▶ **WORK TO COMPLETE**:
Please repeat all of the listing exactly.

──────────────────────────────

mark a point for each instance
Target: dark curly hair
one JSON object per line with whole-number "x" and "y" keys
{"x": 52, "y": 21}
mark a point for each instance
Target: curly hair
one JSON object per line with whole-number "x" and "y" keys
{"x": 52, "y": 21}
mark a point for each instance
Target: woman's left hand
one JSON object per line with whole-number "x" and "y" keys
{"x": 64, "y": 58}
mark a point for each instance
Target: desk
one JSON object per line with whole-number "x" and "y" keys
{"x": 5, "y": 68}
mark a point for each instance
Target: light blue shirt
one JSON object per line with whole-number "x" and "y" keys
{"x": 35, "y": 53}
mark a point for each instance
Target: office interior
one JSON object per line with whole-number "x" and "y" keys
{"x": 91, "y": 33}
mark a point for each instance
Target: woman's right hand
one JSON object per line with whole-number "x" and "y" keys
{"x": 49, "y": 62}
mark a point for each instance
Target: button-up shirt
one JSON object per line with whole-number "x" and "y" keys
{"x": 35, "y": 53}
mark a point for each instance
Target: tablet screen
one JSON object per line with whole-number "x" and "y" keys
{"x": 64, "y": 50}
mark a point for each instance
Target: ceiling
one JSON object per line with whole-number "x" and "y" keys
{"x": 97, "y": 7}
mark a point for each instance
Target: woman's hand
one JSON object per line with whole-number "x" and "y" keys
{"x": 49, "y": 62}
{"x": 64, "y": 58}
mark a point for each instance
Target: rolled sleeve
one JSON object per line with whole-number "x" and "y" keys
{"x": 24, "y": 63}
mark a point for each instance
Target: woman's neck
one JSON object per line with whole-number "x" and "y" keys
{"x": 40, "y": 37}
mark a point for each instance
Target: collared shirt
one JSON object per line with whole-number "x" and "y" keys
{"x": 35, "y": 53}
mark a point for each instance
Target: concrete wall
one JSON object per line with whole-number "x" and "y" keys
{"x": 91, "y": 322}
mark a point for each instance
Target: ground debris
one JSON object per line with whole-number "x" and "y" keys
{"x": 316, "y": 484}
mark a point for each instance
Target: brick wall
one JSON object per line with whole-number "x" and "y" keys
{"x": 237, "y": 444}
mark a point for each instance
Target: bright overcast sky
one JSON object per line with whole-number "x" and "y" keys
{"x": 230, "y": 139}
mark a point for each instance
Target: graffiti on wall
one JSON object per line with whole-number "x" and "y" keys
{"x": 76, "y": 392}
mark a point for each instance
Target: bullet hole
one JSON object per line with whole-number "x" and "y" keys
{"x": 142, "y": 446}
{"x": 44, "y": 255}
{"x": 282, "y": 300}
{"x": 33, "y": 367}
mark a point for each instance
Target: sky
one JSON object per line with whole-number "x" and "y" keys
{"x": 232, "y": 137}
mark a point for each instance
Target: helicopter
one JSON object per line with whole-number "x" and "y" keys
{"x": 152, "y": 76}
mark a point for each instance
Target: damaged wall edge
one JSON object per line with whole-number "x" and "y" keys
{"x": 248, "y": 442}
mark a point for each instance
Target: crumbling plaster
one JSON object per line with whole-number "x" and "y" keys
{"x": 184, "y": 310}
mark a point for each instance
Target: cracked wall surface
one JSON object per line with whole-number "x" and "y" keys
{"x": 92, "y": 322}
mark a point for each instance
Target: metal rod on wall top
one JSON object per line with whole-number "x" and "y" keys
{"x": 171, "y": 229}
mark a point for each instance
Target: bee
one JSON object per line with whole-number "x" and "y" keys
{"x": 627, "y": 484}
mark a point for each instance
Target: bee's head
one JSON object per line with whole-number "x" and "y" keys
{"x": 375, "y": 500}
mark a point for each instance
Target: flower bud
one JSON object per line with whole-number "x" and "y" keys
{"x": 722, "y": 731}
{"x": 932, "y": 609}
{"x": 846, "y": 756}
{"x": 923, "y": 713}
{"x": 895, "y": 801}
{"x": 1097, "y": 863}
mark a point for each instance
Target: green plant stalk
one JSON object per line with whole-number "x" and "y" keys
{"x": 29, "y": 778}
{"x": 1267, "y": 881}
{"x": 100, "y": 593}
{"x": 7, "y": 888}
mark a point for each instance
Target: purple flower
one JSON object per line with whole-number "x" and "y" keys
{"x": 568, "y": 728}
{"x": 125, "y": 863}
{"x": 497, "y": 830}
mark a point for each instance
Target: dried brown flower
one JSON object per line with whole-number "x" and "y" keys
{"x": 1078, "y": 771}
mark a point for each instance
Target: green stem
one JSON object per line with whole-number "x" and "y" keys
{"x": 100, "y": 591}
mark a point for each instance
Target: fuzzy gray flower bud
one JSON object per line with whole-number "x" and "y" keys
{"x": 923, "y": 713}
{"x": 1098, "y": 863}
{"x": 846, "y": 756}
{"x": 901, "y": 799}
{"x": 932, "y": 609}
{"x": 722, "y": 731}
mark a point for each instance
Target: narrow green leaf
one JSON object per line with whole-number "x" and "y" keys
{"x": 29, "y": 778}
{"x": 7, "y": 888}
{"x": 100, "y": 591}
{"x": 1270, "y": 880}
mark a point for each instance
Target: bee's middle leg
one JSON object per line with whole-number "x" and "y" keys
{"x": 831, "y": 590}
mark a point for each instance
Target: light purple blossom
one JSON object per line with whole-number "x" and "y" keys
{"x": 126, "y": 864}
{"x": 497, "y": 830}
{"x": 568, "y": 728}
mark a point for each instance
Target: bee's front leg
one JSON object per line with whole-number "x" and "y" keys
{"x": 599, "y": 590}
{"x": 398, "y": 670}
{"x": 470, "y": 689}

──────────────────────────────

▶ **EXERCISE OUTPUT**:
mark a point for each instance
Target: dark curly hair
one JSON object per line with whole-number "x" and "y" keys
{"x": 52, "y": 21}
mark a point for each instance
Target: curly hair
one JSON object per line with whole-number "x" and "y" keys
{"x": 52, "y": 21}
mark a point for each instance
Target: woman's left hand
one JSON object per line with whole-number "x" and "y" keys
{"x": 64, "y": 58}
mark a point for each instance
Target: desk
one JSON object per line with whole-number "x" and "y" keys
{"x": 5, "y": 68}
mark a point for each instance
Target: light blue shirt
one JSON object per line with whole-number "x" and "y" keys
{"x": 35, "y": 53}
mark a point for each instance
Target: office interior
one JSON object per line with whole-number "x" and "y" keys
{"x": 91, "y": 33}
mark a point for each instance
Target: woman's right hand
one JSON object per line with whole-number "x" and "y" keys
{"x": 49, "y": 62}
mark a point for each instance
Target: button-up shirt
one JSON object per line with whole-number "x" and "y" keys
{"x": 35, "y": 53}
mark a point for each instance
Target: tablet screen
one JSON object per line with whole-number "x" and "y" keys
{"x": 64, "y": 50}
mark a point for each instance
Target: ceiling
one JSON object per line with whole-number "x" and "y" keys
{"x": 97, "y": 7}
mark a point for each instance
Target: woman's hand
one JSON object per line with whole-number "x" and "y" keys
{"x": 49, "y": 62}
{"x": 64, "y": 58}
mark a point for each instance
Target: rolled sleeve
one JSON object per line with whole-number "x" and "y" keys
{"x": 24, "y": 63}
mark a point for each instance
Target: woman's neck
one JSON object per line with whole-number "x" and "y" keys
{"x": 40, "y": 37}
mark a point for each instance
Target: collared shirt
one JSON object per line with whole-number "x" and "y" keys
{"x": 35, "y": 53}
mark a point for each instance
Target: concrete wall
one JSON object per line with whole-number "x" and "y" keys
{"x": 91, "y": 322}
mark a point for each instance
Target: ground debris
one JSON object per line with whole-number "x" and "y" keys
{"x": 316, "y": 484}
mark a point for each instance
Target: brick wall
one JSON object per line with whole-number "x" and "y" keys
{"x": 237, "y": 444}
mark a point for each instance
Target: bright overcast sky
one JSON object per line with whole-number "x" and "y" keys
{"x": 230, "y": 139}
mark a point for each instance
Target: graffiti on wall
one JSON object per line with whole-number "x" and "y" keys
{"x": 76, "y": 392}
mark a point for each instance
Target: bullet hole
one JSON object per line with whole-number "x" and "y" keys
{"x": 142, "y": 446}
{"x": 44, "y": 255}
{"x": 282, "y": 300}
{"x": 33, "y": 367}
mark a point for each instance
Target: sky
one JSON object per line with whole-number "x" and "y" keys
{"x": 232, "y": 137}
mark a point for each instance
Target: helicopter
one JSON object per line with whole-number "x" and "y" keys
{"x": 152, "y": 76}
mark a point for each instance
Target: damaged wall edge
one JSON object per line with whole-number "x" and "y" keys
{"x": 248, "y": 442}
mark a point for each instance
Target: crumbling plaster
one JSON object per line with whole-number "x" and "y" keys
{"x": 184, "y": 310}
mark a point for each instance
Target: cracked wall surface
one JSON object per line with whole-number "x" and "y" keys
{"x": 92, "y": 322}
mark a point for each instance
Target: metal rod on wall top
one JSON object per line with whole-number "x" and "y" keys
{"x": 171, "y": 229}
mark a point for each instance
Target: bee
one JSON object per line with whole-number "x" and "y" keys
{"x": 627, "y": 484}
mark a point for each instance
Target: bee's head
one JSON object per line with whole-number "x" and "y" keys
{"x": 375, "y": 500}
mark a point for each instance
Target: flower bud
one JSON object per line with whole-number "x" and "y" keys
{"x": 722, "y": 731}
{"x": 932, "y": 609}
{"x": 846, "y": 756}
{"x": 923, "y": 713}
{"x": 895, "y": 801}
{"x": 1097, "y": 863}
mark a point for each instance
Target: green plant stalk
one JSON object per line with whole-number "x" and "y" keys
{"x": 29, "y": 778}
{"x": 1267, "y": 881}
{"x": 100, "y": 593}
{"x": 7, "y": 888}
mark a point for each instance
Target: purple flower
one JSON object per line with whole-number "x" and "y" keys
{"x": 568, "y": 728}
{"x": 125, "y": 863}
{"x": 497, "y": 830}
mark a point for each instance
Target: dried brown flower
one JSON object per line with whole-number "x" and "y" keys
{"x": 1078, "y": 771}
mark a point for each instance
Target: green stem
one JSON object per line with whole-number "x" and "y" keys
{"x": 100, "y": 591}
mark a point for each instance
Target: fuzzy gray flower bud
one JSON object per line with whole-number "x" and "y" keys
{"x": 923, "y": 713}
{"x": 1098, "y": 863}
{"x": 846, "y": 756}
{"x": 901, "y": 799}
{"x": 932, "y": 609}
{"x": 722, "y": 731}
mark a point for each instance
Target: narrow green leaf
one JSON object per line with whole-number "x" and "y" keys
{"x": 29, "y": 778}
{"x": 7, "y": 888}
{"x": 100, "y": 591}
{"x": 1270, "y": 880}
mark a point for each instance
Target: bee's middle leg
one JSON object per line with whole-number "x" and "y" keys
{"x": 831, "y": 590}
mark a point for each instance
Target: light purple blossom
one JSON object per line with whole-number "x" and "y" keys
{"x": 126, "y": 864}
{"x": 497, "y": 830}
{"x": 568, "y": 728}
mark a point for each instance
Target: bee's front leg
one JSON object per line with whole-number "x" and "y" keys
{"x": 599, "y": 590}
{"x": 398, "y": 670}
{"x": 470, "y": 689}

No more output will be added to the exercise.